Rewrite everything from the start of the listing down to the line containing "Provide the mask", swapping "instance" for "object" and leaving all else unchanged.

— start of Information given —

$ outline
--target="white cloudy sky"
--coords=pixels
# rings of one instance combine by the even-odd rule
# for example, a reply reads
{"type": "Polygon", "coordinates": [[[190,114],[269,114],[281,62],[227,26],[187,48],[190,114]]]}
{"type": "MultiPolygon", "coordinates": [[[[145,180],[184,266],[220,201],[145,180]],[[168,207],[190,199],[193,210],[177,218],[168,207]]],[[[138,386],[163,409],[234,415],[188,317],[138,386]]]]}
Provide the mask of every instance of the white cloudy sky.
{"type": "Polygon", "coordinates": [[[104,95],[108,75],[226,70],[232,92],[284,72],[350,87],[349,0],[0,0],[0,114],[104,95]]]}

— end of Information given —

_Answer below_
$ outline
--target="white cloudy sky"
--coords=pixels
# rings of one object combine by the even-odd rule
# for example, a reply reads
{"type": "Polygon", "coordinates": [[[190,114],[269,114],[281,62],[227,26],[187,48],[190,114]]]}
{"type": "MultiPolygon", "coordinates": [[[[145,180],[184,266],[220,201],[145,180]],[[168,207],[190,199],[193,210],[177,218],[168,207]]],[[[138,386],[163,409],[234,415],[188,317],[138,386]]]]}
Provide the mask of every object of the white cloudy sky.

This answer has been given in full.